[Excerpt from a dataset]
++++++++

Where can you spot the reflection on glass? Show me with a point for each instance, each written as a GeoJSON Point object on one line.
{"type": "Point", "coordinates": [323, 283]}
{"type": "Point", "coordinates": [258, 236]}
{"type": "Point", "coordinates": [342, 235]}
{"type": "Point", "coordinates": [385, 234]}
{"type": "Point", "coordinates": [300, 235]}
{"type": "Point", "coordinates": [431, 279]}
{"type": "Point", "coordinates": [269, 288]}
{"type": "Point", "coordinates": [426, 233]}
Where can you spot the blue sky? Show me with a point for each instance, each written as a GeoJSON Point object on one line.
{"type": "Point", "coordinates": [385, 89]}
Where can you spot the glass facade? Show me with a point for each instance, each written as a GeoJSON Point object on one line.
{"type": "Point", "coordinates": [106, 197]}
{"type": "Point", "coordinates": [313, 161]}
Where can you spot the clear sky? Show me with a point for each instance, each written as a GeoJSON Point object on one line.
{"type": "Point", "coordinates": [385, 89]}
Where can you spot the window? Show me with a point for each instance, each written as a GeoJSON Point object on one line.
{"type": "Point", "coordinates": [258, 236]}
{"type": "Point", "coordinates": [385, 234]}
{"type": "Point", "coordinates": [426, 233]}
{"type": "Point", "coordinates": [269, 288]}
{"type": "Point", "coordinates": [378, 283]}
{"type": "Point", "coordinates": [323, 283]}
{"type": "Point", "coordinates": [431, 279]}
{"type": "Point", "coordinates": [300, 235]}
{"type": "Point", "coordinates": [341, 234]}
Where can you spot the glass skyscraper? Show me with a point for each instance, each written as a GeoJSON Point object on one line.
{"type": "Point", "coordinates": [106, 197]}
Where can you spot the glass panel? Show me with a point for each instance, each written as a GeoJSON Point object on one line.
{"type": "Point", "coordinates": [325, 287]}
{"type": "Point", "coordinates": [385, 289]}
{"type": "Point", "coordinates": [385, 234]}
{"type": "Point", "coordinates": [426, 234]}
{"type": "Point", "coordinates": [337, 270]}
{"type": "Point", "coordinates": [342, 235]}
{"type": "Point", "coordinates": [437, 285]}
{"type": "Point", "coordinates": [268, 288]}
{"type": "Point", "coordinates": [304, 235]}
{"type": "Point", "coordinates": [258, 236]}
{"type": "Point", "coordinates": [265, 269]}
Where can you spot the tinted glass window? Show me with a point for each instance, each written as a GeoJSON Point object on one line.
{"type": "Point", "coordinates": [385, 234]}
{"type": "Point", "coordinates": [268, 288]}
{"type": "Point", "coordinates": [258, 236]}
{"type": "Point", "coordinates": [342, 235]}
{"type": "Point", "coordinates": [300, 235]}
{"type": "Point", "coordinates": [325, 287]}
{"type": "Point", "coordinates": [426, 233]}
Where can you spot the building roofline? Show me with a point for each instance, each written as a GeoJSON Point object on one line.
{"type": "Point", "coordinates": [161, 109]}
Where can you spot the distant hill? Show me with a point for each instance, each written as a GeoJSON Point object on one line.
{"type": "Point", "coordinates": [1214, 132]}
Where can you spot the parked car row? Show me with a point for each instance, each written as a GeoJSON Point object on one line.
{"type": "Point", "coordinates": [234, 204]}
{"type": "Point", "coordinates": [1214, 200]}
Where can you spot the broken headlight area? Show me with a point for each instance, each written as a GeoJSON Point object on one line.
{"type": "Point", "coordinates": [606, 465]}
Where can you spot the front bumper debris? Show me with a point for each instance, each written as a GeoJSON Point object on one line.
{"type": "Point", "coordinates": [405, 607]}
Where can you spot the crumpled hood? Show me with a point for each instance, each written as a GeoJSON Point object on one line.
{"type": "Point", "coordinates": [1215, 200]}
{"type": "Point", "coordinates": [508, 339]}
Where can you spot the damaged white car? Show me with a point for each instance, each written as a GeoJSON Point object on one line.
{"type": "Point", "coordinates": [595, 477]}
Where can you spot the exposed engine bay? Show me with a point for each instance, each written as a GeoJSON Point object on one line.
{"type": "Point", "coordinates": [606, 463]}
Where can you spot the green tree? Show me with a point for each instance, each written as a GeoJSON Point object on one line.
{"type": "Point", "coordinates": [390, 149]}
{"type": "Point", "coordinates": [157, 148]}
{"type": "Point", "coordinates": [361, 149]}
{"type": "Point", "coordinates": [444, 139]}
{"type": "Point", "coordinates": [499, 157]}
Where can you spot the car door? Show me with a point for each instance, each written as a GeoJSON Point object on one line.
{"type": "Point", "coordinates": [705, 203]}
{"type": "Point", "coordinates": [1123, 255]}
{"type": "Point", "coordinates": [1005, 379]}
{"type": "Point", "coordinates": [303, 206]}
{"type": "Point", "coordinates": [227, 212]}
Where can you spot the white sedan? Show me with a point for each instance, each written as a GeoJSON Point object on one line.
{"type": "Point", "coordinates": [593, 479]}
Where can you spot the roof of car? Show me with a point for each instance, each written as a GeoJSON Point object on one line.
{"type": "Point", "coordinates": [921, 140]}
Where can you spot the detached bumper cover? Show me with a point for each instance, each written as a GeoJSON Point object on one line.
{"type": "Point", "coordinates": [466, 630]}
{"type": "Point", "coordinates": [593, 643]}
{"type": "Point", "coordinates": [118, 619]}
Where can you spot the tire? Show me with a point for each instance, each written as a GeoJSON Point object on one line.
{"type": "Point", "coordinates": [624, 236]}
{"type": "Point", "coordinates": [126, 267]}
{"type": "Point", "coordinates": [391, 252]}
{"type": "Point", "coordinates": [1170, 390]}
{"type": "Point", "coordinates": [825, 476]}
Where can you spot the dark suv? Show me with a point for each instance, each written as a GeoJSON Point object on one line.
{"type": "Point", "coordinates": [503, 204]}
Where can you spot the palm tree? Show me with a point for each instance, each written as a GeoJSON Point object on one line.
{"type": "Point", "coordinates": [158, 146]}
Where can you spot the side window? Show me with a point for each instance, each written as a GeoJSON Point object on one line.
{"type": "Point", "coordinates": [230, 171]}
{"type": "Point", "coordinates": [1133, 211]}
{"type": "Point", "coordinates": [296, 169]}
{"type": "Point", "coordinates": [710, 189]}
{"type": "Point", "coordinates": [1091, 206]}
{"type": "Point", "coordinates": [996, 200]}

++++++++

- [EXERCISE PROMPT] Please rewrite everything from the line containing "Where can you spot the side" down to the end of the items, including the request lines, and multiply each coordinate in the answers by 1.35, rounding to whole numbers with halves going up.

- [COMPLETED EXERCISE]
Where can you spot the side window? Show me with a point for each instance, each written as a GeoJSON Point object on one line.
{"type": "Point", "coordinates": [311, 231]}
{"type": "Point", "coordinates": [1530, 285]}
{"type": "Point", "coordinates": [400, 228]}
{"type": "Point", "coordinates": [959, 255]}
{"type": "Point", "coordinates": [1473, 278]}
{"type": "Point", "coordinates": [1345, 270]}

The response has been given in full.